What is asked: Keep only the lines of the records below that contain the string "woman", and copy each of them out.

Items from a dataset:
§

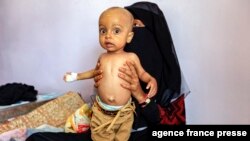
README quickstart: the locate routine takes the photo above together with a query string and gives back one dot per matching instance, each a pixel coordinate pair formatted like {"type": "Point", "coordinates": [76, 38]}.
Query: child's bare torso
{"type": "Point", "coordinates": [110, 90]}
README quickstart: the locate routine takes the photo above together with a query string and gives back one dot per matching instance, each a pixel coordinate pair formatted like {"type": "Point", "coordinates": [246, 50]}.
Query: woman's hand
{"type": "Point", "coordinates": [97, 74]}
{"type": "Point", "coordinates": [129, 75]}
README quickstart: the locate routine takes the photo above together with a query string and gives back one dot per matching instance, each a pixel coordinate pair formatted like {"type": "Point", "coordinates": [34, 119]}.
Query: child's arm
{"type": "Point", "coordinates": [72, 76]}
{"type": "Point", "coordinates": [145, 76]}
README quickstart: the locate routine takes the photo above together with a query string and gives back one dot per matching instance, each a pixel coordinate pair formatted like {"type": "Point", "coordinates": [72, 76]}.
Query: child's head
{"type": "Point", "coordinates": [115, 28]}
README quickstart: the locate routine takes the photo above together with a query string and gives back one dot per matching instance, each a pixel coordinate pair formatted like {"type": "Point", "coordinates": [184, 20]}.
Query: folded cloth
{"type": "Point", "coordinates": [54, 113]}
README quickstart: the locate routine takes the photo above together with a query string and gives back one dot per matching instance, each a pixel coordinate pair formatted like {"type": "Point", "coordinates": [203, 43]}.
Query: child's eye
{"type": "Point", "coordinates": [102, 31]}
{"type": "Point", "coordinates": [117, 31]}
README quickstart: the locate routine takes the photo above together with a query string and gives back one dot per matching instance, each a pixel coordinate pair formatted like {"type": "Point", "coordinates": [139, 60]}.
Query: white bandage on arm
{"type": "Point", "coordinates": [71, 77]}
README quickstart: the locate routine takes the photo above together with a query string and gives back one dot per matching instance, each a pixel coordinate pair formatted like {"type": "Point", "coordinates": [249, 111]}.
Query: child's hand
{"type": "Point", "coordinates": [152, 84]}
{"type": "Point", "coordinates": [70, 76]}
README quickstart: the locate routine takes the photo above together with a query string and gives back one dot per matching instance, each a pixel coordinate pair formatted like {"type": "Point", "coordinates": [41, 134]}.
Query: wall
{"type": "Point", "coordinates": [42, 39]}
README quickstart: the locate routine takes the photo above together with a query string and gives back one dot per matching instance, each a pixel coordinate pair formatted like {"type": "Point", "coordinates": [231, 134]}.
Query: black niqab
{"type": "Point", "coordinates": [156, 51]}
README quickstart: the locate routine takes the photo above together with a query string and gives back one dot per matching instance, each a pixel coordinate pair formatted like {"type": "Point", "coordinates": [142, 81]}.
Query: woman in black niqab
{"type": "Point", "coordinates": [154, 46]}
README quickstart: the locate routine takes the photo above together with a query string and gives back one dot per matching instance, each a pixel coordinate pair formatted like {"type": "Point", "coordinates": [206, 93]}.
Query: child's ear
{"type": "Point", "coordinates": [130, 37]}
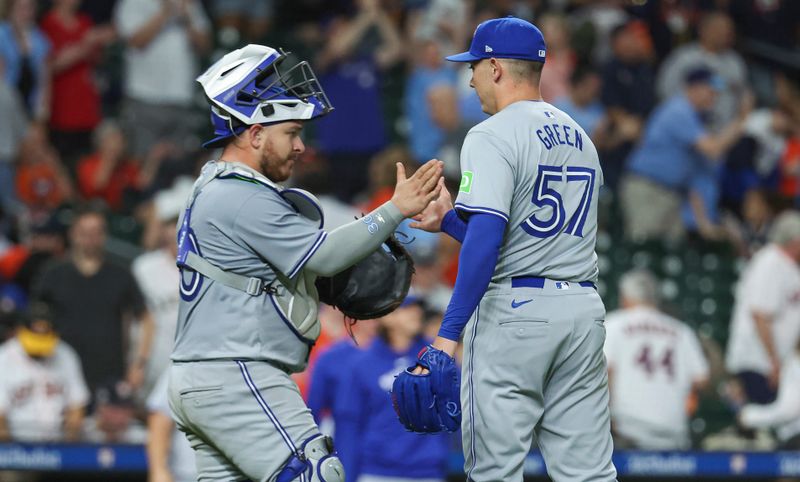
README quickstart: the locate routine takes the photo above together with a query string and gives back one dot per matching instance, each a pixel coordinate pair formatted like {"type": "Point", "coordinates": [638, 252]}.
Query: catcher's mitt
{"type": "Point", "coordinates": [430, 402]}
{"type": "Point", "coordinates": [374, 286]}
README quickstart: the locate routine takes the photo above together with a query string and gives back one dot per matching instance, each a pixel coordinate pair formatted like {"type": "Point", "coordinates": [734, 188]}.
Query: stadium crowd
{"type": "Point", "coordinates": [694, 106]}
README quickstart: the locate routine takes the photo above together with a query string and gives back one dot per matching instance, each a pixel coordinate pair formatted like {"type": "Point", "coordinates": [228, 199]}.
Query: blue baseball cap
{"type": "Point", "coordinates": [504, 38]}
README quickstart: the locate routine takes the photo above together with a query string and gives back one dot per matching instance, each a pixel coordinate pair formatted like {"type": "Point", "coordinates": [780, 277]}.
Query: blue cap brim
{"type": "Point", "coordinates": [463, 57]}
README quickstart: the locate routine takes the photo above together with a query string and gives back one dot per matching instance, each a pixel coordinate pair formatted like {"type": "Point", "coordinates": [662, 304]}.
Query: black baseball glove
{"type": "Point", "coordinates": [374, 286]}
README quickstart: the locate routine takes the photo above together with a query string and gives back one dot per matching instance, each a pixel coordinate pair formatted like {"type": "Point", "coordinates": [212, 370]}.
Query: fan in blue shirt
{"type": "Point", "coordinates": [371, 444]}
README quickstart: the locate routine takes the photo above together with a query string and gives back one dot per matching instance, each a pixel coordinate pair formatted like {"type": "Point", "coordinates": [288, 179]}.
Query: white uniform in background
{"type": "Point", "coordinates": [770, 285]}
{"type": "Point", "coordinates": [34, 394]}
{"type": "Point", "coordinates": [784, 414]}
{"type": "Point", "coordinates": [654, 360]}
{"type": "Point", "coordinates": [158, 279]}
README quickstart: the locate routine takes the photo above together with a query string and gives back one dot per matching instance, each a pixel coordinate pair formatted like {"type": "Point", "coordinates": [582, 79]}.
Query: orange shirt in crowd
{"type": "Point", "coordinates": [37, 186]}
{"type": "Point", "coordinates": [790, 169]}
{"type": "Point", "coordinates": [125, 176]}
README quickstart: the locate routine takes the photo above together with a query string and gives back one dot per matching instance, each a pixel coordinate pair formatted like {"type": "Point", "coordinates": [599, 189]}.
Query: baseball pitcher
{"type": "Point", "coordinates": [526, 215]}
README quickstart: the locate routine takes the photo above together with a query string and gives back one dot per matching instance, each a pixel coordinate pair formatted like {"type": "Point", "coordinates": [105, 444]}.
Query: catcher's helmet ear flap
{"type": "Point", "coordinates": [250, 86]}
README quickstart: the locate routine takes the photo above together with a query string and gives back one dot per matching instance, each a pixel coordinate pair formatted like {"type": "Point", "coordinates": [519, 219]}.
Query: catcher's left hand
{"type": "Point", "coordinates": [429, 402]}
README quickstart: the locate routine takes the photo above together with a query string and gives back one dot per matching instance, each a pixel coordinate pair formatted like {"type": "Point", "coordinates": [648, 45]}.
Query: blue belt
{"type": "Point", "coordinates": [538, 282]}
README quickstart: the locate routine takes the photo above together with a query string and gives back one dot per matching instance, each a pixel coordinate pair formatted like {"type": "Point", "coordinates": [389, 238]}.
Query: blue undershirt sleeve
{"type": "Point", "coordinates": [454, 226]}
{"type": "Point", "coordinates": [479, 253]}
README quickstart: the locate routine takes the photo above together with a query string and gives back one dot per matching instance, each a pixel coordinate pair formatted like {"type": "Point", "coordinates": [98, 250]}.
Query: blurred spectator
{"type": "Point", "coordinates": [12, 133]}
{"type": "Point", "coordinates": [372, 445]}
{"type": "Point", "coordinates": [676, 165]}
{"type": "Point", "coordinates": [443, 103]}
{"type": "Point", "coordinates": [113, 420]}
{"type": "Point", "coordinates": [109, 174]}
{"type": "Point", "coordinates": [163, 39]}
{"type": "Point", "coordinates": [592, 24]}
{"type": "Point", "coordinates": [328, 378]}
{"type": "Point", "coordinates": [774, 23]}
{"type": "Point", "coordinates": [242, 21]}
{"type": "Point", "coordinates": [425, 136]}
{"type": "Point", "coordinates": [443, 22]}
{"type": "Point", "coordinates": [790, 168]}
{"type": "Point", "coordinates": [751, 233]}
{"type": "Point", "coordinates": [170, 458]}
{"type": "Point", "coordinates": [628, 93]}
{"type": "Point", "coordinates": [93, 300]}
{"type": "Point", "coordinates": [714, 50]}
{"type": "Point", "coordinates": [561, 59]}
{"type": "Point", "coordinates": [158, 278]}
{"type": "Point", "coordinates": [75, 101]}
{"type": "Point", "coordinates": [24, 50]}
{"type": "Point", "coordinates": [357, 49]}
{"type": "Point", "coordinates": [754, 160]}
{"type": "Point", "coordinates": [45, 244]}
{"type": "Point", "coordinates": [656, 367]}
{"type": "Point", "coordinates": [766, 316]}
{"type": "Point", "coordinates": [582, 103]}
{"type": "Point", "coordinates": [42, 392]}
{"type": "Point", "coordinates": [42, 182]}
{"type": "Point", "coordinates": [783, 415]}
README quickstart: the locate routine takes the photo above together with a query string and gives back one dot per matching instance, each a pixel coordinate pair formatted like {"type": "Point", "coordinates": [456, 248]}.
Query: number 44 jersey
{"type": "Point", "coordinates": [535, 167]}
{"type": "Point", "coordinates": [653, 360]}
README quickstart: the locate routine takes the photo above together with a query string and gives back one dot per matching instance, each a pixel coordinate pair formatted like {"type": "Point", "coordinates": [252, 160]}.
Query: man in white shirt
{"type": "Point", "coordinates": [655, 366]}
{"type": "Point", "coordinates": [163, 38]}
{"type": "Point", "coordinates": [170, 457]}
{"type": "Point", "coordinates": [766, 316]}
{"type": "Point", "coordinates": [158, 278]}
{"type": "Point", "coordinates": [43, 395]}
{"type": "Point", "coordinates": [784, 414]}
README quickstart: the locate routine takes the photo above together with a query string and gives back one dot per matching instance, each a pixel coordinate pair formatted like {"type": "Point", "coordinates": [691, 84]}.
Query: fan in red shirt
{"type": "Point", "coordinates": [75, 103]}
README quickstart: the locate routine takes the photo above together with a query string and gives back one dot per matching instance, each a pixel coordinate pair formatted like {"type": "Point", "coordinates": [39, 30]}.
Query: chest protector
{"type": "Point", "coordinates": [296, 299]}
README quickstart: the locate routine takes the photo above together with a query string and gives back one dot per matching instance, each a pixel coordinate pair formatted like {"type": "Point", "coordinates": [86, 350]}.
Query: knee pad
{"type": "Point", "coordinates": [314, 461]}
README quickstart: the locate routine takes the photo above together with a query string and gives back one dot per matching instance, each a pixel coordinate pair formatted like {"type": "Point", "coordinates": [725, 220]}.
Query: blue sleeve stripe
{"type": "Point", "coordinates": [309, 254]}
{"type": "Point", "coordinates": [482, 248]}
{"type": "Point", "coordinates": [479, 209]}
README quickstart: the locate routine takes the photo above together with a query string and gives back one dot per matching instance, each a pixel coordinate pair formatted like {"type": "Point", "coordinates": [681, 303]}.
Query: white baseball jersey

§

Full answer:
Query: woman's hand
Query: woman in black niqab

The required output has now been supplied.